» Aim 1:
In the passage on Waugh and the Establishment, what name did satirists of the 1960s give to the network of power and influence?
» Aim 2:
Reproduce the passage on Waugh and the Establishment word for word between "Giving individual examples" and "of this class.", inclusive.
» Aim 3:
Write the next part of the passage on Waugh and the Establishment, picking up after its final sentence.
┌─ Text section
That is how it works; the network of families and friends met through public school and Oxford which dominated the literary world, the professions, politics and the City for most of the twentieth century. Arguably Waugh’s main subject was also the focus of his life, which was gossip and stories about the intricately interlinked network of aristocratic families which dominated English life, linked via marriage, school, Oxford, the army, business and politics into a great matrix of power and influence wielded to protect and promote each other. The network of power and influence which satirists of the 1960s called ‘the Establishment’ and which still dominates English to this day: David Cameron Eton and Oxford; Boris Johnson Eton and Oxford; Rishi Sunak Winchester and Oxford.

Giving individual examples is not very impressive because it’s only the sheer number of examples of the intermeshing of families of power and influence on every page, it’s the cumulative affect of the matrices of power, which really conveys the ubiquity and control of this class.
└─
┌─ Records supplied
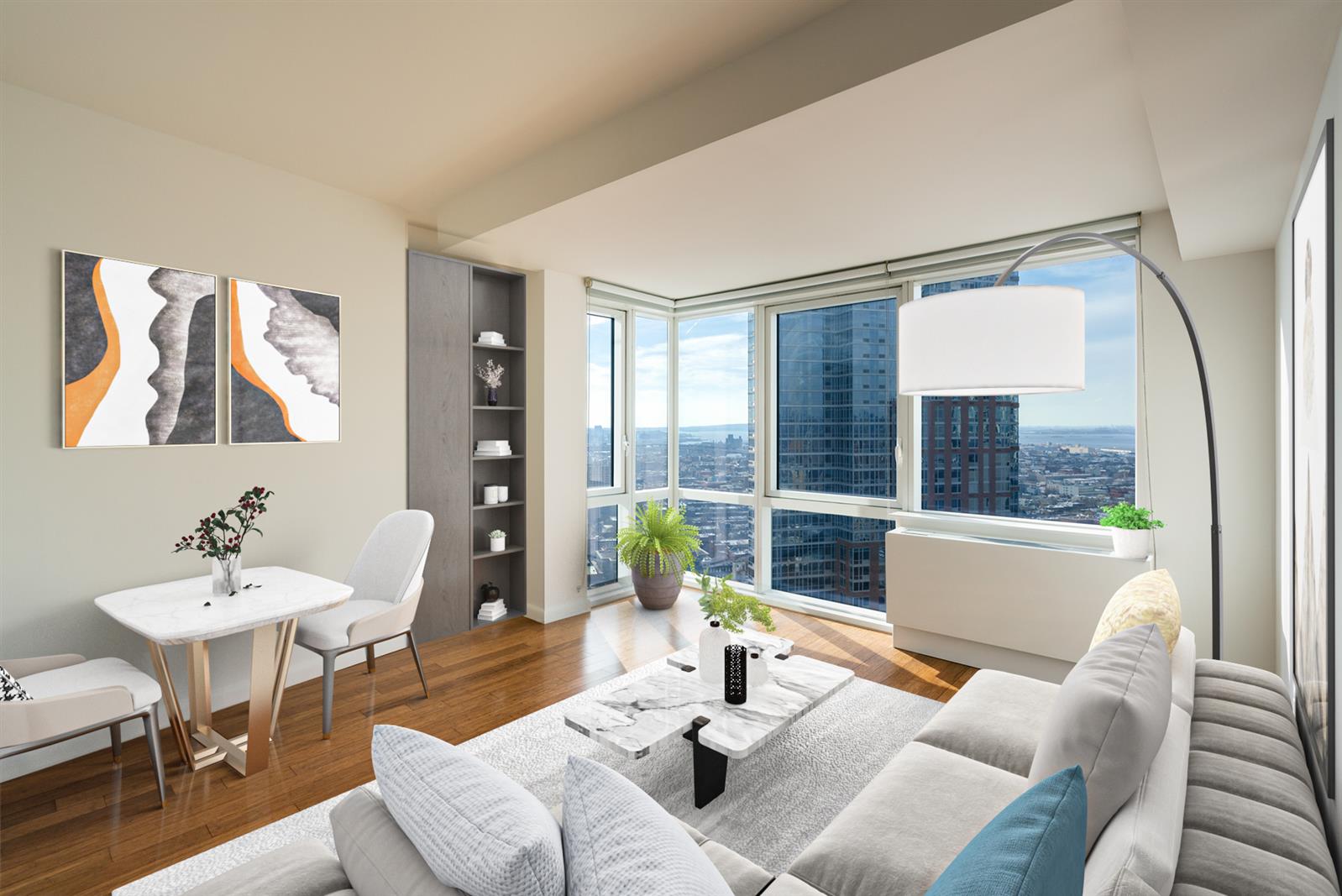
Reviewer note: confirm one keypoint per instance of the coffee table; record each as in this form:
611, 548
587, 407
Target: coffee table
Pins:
675, 703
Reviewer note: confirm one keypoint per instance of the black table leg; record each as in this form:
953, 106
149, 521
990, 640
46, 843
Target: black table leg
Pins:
710, 768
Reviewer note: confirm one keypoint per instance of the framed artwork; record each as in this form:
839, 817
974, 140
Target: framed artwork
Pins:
283, 380
1314, 664
137, 354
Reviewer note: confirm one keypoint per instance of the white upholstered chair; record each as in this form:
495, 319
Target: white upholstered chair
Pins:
388, 577
73, 696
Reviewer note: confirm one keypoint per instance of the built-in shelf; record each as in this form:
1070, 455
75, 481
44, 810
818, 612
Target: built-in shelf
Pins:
502, 503
516, 549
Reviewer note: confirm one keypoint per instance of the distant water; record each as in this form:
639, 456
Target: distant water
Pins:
1090, 436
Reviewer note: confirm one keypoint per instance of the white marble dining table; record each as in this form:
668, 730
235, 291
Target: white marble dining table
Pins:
186, 612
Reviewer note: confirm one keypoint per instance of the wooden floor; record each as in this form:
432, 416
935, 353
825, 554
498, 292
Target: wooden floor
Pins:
86, 825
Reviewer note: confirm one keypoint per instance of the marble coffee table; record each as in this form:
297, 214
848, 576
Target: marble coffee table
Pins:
675, 703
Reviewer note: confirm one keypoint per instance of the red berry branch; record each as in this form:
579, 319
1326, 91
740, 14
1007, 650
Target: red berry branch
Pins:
220, 534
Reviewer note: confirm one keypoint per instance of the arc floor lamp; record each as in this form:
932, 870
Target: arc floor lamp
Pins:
1028, 339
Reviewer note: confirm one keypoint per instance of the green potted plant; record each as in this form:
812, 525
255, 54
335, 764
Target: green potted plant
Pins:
1131, 530
658, 546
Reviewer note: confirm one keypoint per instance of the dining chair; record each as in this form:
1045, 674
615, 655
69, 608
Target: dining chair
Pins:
388, 577
66, 696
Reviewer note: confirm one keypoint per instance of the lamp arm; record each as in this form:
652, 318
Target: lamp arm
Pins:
1207, 397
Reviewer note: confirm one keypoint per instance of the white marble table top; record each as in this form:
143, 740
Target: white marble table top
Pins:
176, 612
661, 707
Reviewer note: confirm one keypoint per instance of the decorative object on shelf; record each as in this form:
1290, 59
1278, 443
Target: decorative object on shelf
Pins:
222, 541
711, 642
1131, 530
493, 376
658, 548
283, 349
1313, 485
139, 354
734, 673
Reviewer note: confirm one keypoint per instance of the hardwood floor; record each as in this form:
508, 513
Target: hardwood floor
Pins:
86, 825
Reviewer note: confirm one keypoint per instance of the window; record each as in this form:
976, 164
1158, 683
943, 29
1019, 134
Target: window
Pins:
716, 401
1048, 456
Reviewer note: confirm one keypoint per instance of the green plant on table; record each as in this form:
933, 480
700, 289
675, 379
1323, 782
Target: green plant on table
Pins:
658, 541
1129, 516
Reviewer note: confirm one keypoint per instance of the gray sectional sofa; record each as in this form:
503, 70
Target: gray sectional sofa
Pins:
1225, 808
└─
» Output 1:
'The Establishment.'

» Output 2:
Giving individual examples is not very impressive because it’s only the sheer number of examples of the intermeshing of families of power and influence on every page, it’s the cumulative affect of the matrices of power, which really conveys the ubiquity and control of this class.

» Output 3:
Journalism

Waugh was never a qualified, full-time journalist. During this unsettled period he spent a couple of months (April to May 1927) as a trainee journalist at the Daily Express, during which, by his own account, he filed no stories and spent a lot of time at the cinema. Or, as usual, getting drunk (p.151). It was the first of several skirmishes with journalism which were to build up to his comic masterpiece, Scoop. The general conclusion is clear: the journalists he saw in action were lying scoundrels who mostly fabricated their stories or exaggerated trivial events into ‘stories’ using a defined and limited set of rhetorical sleights of hand. He wrote pieces for magazines and newspapers to the end of his career, but never lost his amiable contempt for journalism and journalists.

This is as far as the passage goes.